Passage:
((

- League: Mexican Softball League
- Sport: Softball
- Duration: 25 January – 16 March
- Games: 71
- Teams: 6

Serie de la Reina
- Champions: Charros de Jalisco
- Runners-up: Sultanes de Monterrey
- Finals MVP: Yeraldine Carrión

LMS seasons
- 2025 →

= 2024 Mexican Softball League season =

The 2024 Mexican Softball League season was the inaugural season of the Mexican Softball League (LMS), the first professional softball league in Latin America. It was contested by six teams, all of them softball sides of Mexican League baseball teams: Bravos de León, Charros de Jalisco, Diablos Rojos del México, El Águila de Veracruz, Olmecas de Tabasco and Sultanes de Monterrey.

The season started on 25 January and ended on 16 March. Charros de Jalisco won the championship after defeating Sultanes de Monterrey in the final series 3 games to 1. Yeraldine Carrión, pitcher for the Charros, won the MVP award of the final series.

))

Data in this exercise:
((

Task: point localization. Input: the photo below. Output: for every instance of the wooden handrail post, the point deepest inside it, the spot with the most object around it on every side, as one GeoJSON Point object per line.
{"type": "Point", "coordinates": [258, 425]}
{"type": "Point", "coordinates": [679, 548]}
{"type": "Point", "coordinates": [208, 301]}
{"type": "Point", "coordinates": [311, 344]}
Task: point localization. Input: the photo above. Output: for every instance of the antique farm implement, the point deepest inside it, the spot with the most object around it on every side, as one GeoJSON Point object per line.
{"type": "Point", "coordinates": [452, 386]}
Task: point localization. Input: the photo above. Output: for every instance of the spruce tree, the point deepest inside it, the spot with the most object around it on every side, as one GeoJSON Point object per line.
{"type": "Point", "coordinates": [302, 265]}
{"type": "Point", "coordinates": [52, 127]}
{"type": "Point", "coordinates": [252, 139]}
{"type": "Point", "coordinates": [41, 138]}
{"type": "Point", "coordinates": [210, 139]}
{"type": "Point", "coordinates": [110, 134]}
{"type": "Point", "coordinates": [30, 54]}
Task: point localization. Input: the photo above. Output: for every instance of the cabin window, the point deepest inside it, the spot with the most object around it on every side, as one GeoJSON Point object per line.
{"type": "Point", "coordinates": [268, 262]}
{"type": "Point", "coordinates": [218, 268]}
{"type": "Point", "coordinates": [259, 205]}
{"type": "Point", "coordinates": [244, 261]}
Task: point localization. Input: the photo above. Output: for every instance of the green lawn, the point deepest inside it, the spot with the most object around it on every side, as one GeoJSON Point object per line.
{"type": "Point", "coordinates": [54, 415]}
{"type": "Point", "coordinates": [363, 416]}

))

Tasks for this exercise:
**a.** In the softball league article, shorten the paragraph beginning "The season started on 25 January" into a bulleted list that keeps its main facts.
**b.** Copy out the entries, starting at the line that contains "of the green" and continuing through the last line of the entries. Reproduce each line without any changes.

Task-by-task solutions:
**a.**
- Season dates: 25 January to 16 March
- Champion: Charros de Jalisco
- Final series: beat Sultanes de Monterrey 3 games to 1
- Final series MVP: Yeraldine Carrión, a Charros pitcher

**b.**
Task: point localization. Input: the photo above. Output: for every instance of the green lawn, the point deepest inside it, the spot with the most object around it on every side, as one GeoJSON Point object per line.
{"type": "Point", "coordinates": [54, 415]}
{"type": "Point", "coordinates": [363, 416]}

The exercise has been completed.